* _STATED EXERCISE_
Reproduce all of the material below, replacing every occurrence of "row-crop scouting" with "field scouting" and leaving everything else unchanged.

----

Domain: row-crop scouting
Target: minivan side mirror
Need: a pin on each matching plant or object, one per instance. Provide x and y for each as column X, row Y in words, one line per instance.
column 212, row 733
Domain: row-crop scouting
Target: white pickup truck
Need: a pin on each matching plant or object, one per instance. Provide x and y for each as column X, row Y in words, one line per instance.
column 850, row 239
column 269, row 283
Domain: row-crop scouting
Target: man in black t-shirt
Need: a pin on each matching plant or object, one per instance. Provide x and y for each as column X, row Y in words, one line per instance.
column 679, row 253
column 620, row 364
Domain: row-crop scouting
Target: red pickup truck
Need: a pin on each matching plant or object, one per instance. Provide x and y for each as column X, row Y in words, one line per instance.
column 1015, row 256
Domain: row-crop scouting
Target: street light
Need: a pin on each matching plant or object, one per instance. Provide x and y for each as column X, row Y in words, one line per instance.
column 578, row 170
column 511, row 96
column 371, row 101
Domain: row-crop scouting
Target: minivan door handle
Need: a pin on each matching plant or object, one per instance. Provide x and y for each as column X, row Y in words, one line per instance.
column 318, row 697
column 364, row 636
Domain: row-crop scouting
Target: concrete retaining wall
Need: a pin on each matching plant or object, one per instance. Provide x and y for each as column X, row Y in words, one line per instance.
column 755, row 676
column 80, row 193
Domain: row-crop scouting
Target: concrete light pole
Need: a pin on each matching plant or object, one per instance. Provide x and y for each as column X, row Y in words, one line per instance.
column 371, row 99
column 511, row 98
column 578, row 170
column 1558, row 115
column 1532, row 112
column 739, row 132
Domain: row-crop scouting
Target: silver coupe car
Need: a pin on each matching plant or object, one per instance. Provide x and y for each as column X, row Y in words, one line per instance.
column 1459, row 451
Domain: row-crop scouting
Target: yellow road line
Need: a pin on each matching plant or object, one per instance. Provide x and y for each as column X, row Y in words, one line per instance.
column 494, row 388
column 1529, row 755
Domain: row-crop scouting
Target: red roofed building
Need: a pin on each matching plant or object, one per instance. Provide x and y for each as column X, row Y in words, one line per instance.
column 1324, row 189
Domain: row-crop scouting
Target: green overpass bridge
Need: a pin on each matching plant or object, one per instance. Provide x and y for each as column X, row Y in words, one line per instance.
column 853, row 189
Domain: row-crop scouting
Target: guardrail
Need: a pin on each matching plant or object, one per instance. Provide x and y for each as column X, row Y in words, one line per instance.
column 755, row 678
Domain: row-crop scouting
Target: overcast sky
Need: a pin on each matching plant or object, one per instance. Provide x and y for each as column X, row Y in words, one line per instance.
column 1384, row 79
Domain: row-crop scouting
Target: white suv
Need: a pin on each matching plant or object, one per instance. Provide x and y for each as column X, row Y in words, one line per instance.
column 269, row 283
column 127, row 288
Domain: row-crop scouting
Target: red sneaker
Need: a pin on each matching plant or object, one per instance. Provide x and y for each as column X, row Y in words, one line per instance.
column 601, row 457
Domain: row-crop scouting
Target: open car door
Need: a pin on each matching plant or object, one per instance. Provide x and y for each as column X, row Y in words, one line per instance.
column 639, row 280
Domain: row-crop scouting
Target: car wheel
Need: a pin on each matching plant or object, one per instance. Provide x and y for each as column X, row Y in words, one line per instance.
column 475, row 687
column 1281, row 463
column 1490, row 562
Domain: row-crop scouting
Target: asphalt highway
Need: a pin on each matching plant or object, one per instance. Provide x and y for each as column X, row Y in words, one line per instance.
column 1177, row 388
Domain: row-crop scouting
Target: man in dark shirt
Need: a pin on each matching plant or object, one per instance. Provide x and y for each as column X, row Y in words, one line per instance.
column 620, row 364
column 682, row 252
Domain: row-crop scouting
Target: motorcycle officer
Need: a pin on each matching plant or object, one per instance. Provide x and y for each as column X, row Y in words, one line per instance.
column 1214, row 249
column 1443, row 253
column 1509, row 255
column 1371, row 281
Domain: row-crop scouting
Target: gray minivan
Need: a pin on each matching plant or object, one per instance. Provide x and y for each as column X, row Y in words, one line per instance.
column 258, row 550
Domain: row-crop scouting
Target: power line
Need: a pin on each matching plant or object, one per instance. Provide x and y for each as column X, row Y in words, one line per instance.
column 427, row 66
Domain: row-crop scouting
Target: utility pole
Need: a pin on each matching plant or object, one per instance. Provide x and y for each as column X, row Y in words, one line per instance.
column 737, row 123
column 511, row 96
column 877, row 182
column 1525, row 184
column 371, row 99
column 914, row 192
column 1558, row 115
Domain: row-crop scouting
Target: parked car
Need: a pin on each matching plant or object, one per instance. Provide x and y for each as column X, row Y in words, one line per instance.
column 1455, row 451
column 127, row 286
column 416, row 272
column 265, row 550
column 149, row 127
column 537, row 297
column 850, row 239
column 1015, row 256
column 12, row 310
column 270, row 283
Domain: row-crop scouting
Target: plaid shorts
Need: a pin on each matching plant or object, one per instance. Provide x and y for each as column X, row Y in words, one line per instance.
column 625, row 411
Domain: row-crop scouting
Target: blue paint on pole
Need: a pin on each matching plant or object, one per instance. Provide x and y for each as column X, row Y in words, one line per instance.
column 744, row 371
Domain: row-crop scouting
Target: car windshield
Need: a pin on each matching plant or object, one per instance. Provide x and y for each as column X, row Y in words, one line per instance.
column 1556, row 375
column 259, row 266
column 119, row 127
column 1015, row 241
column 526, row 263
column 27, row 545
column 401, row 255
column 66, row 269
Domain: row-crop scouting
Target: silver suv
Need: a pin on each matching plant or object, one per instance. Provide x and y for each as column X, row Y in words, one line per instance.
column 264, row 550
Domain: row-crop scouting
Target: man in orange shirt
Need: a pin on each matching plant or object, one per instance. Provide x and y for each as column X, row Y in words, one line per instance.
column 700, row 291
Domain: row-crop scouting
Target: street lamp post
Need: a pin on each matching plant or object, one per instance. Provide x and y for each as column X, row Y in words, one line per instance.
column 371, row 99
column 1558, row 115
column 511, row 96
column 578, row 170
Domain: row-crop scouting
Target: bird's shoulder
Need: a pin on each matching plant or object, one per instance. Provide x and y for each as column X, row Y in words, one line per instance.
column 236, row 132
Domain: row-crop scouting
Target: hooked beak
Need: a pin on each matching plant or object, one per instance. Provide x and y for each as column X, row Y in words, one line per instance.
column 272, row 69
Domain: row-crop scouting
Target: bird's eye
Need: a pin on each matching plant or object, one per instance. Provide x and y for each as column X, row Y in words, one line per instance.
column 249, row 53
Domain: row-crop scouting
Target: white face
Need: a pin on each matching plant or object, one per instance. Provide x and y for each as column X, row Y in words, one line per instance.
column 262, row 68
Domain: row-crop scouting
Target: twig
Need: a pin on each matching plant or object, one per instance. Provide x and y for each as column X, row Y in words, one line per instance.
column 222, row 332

----

* _ANSWER FOR THE TASK_
Domain: field scouting
Target: minivan side mirror
Need: a pin on each matching plant or object, one per instance. Provide x and y for each as column X, row Y in words, one line per instance.
column 212, row 733
Domain: field scouting
Target: white pickup truck
Need: a pin on each matching plant or object, one per instance. Provide x and y for each as column X, row Y in words, one line per instance.
column 850, row 239
column 269, row 283
Domain: field scouting
Target: man in black t-shirt
Need: a pin on each matching plant or object, one per instance. Provide x and y for each as column X, row Y in words, one line per instance.
column 679, row 253
column 620, row 364
Domain: field scouting
Target: red pickup truck
Need: a pin on each matching plant or object, one per instance. Provide x and y for each as column X, row Y in words, one line per instance.
column 1015, row 256
Domain: field scouting
Target: street light
Need: a pin on each matching plant or object, one per instance. Provide x and y for each as column X, row Y in words, one line per instance.
column 578, row 170
column 511, row 96
column 371, row 101
Domain: field scouting
Target: minivan door handle
Need: a pin on each matching plant or object, one per instance. Provide x and y for each as column X, row Y in words, one line per instance.
column 318, row 697
column 364, row 636
Domain: field scouting
Target: concrete retaining wall
Need: a pin on each matching plant or object, one per instance. Provide x and y for each as column X, row Y in words, one line per instance.
column 755, row 676
column 80, row 193
Domain: field scouting
Target: concrete light pole
Need: a pin on each matching plant or object, one per instance. Provide x and y for each as column X, row Y in words, one line per instance.
column 371, row 99
column 511, row 98
column 578, row 170
column 1558, row 115
column 1532, row 112
column 739, row 132
Domain: field scouting
Target: silver coupe car
Need: a pin on each matching plant or object, one per instance. Provide x and y for each as column X, row Y in words, one line per instance.
column 1459, row 451
Domain: field scouting
Target: yellow road line
Need: a pin on each matching plant or object, one per instance. Provide x and y for each as column X, row Y in words, one line per instance.
column 494, row 388
column 1529, row 755
Domain: field scouting
Target: red roofed building
Need: a pin on each matching plant or object, one per instance. Provide x and y for each as column X, row Y in words, one line per instance.
column 1324, row 189
Domain: field scouting
Target: green overpass bridge
Need: a pin on each matching plant or object, one per instance. Provide x and y for each as column X, row Y in words, one line per instance.
column 853, row 189
Domain: field scouting
Target: guardrail
Need: a pin on each matching plant or object, one per instance. Provide x and y for each as column X, row Y in words, one line per instance.
column 755, row 678
Domain: field scouting
Target: overcast sky
Need: a pin on each matching plant or object, one per instance. Provide x and y for each as column X, row Y in words, one line per instance.
column 1384, row 79
Domain: field scouting
Target: white suv
Need: a pin on each matching plant or object, one per instance. Provide x and y for each as column X, row Y in words, one line per instance.
column 269, row 283
column 127, row 288
Domain: field scouting
Target: red sneaker
Need: a pin on each matching plant or object, one per instance. Provide x and y for each as column X, row Y in words, one line per instance.
column 601, row 457
Domain: field scouting
Target: open car door
Need: a pin on each matching plant or object, one per instance. Provide x and y for each as column X, row Y in words, one line per instance.
column 639, row 280
Domain: field scouting
Target: car wheel
Need: a pin on each matching plant or object, one per instance. Provide x and y for each as column X, row Y in words, one line per instance.
column 475, row 687
column 1281, row 463
column 1490, row 562
Domain: field scouting
Target: asphalt highway
Need: a pin on each matching plant or object, one per instance. Provide x and y for each as column X, row Y in words, one line per instance.
column 1177, row 388
Domain: field scouting
Target: man in dark shirt
Need: a pin on each matching plant or object, one per instance. Provide x and y for each as column X, row Y in words, one line per instance.
column 620, row 364
column 682, row 252
Domain: field scouting
Target: motorcycle officer
Need: a pin on each matching plant or object, one per instance. Provide x and y for each as column X, row Y in words, one line per instance.
column 1214, row 249
column 1443, row 253
column 1509, row 255
column 1371, row 281
Domain: field scouting
Target: gray minivan
Need: a pin on each matching plant or object, one per instance. Provide x and y for each as column X, row Y in words, one line per instance.
column 258, row 550
Domain: field scouting
Target: power line
Need: a pin on each matching plant or object, one per instance. Provide x and y for each as column X, row Y in words, one line per instance.
column 427, row 66
Domain: field scouting
Target: utility pole
Need: a pin on each matching plant or object, one per instance. Provide x and y for each as column X, row Y in words, one line per instance.
column 737, row 123
column 511, row 96
column 877, row 182
column 1525, row 184
column 371, row 99
column 914, row 192
column 1558, row 115
Domain: field scouting
Target: parked car
Need: a pin on each matching plant or object, one per instance. Provide x and y for each as column X, row Y in words, one line per instance.
column 1455, row 451
column 127, row 286
column 416, row 272
column 265, row 550
column 149, row 127
column 537, row 297
column 850, row 239
column 1015, row 256
column 12, row 310
column 270, row 283
Domain: field scouting
Target: plaid shorts
Need: a pin on each matching plant or object, one per instance. Provide x and y for each as column X, row Y in words, one line per instance.
column 625, row 411
Domain: field scouting
Target: blue paint on pole
Need: a pin on each matching plant or object, one per instance. Provide x and y for each as column X, row Y in words, one line per instance.
column 744, row 371
Domain: field scouting
Target: car windshield
Need: a pin on each matching plant or object, one per instance. Provide x and y for each as column X, row Y in words, one line per instance.
column 1556, row 375
column 259, row 266
column 119, row 127
column 1015, row 241
column 526, row 263
column 27, row 545
column 401, row 255
column 66, row 269
Domain: field scouting
Target: silver suv
Need: a pin on each matching plant or object, one per instance. Provide x and y for each as column X, row Y in words, one line per instance.
column 264, row 550
Domain: field scouting
Target: man in orange shirt
Need: a pin on each matching plant or object, one per instance. Provide x and y for each as column X, row Y in words, one line per instance.
column 700, row 291
Domain: field scouting
Target: street lamp post
Need: a pin on each matching plant or object, one per instance. Provide x and y for each as column X, row Y in words, one line per instance.
column 371, row 99
column 1558, row 115
column 511, row 96
column 578, row 170
Domain: field scouting
Target: bird's shoulder
Need: a pin on each matching plant or object, one per instance. Provide x and y for each as column X, row Y in words, one line per instance.
column 236, row 132
Domain: field scouting
Target: hooked beak
Need: a pin on each matching plant or object, one per instance. Provide x and y for each as column X, row Y in words, one line per instance.
column 272, row 69
Domain: field scouting
Target: bird's eye
Need: a pin on each matching plant or object, one per instance. Provide x and y for each as column X, row Y in words, one line per instance.
column 249, row 53
Domain: field scouting
Target: white face
Need: a pin on each matching plant or object, one per instance. Provide x and y for each as column X, row Y in words, one line per instance.
column 262, row 68
Domain: field scouting
Target: twig
Need: a pin on each matching plant or object, one per instance. Provide x and y for each as column X, row Y in words, one line per instance.
column 222, row 332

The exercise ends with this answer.